» **EXTRACT TO READ**:
---+---

Another win
for the little guy!!
Maybe the
average guy is finally getting a break. Or maybe the courts have just decided
that there must be some limits on the incredible greed and lust for money by
the big banks.
In any
case, following a decision from the Ninth Circuit Court of Appeals, the rules
as well as the mood for these banks
appear to have changed.
In the
companion cases of Corvello v. Wells Fargo Bank NA, 11-16234 and Lucia v. Wells
Fargo Bank NA, 11-16242, U.S. Court of Appeals for the Ninth Circuit, the court
effectively put an end to the cute games the banks like to play.
At issue in
these cases were the terms and conditions of a Trial Period Plan extended by
Wells Fargo pursuant to the Home Affordable Modification Program.
If you will
recall this is was program enacted by the government in 2009 to help people
that were underwater on their mortgages, keep their homes. The idea was to
modify the mortgages. This was part of the troubled TARP program and of course,
the banks received a financial incentive, courtesy of the U.S. taxpayers for
making such modifications.

---+---

» **INSTRUCTIONS**:
1. Duplicate the passage of the article on the Wells Fargo cases starting at "Another win" and ending at "to have changed.".
2. Answer the following questions using the article on the Wells Fargo cases.
(a) Which court of appeals issued the decision in the companion cases?
(b) Under which program did Wells Fargo extend the Trial Period Plan?
(c) Who, according to the article, paid for the financial incentive the banks received?
3. State whether each statement agrees with the article on the Wells Fargo cases, and support each answer with the deciding words quoted from it.
(a) The Trial Period Plan at issue was extended by Wells Fargo.
(b) The banks received no financial incentive for modifying mortgages.
(c) The mortgage modification effort was part of the TARP program.
The data below are drawn from a different source.

» **SUPPLIED INFORMATION**:
---+---

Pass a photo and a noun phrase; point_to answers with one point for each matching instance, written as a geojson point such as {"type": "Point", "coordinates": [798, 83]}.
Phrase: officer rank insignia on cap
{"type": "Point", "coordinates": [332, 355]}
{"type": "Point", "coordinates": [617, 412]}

---+---

» **CORRECT ANSWERS**:
1.
Another win
for the little guy!!
Maybe the
average guy is finally getting a break. Or maybe the courts have just decided
that there must be some limits on the incredible greed and lust for money by
the big banks.
In any
case, following a decision from the Ninth Circuit Court of Appeals, the rules
as well as the mood for these banks
appear to have changed.

2.
(a) The Ninth Circuit Court of Appeals.
(b) The Home Affordable Modification Program.
(c) The U.S. taxpayers.

3.
(a) Yes: "a Trial Period Plan extended by Wells Fargo pursuant to the Home Affordable Modification Program"
(b) No: "the banks received a financial incentive, courtesy of the U.S. taxpayers for making such modifications"
(c) Yes: "This was part of the troubled TARP program"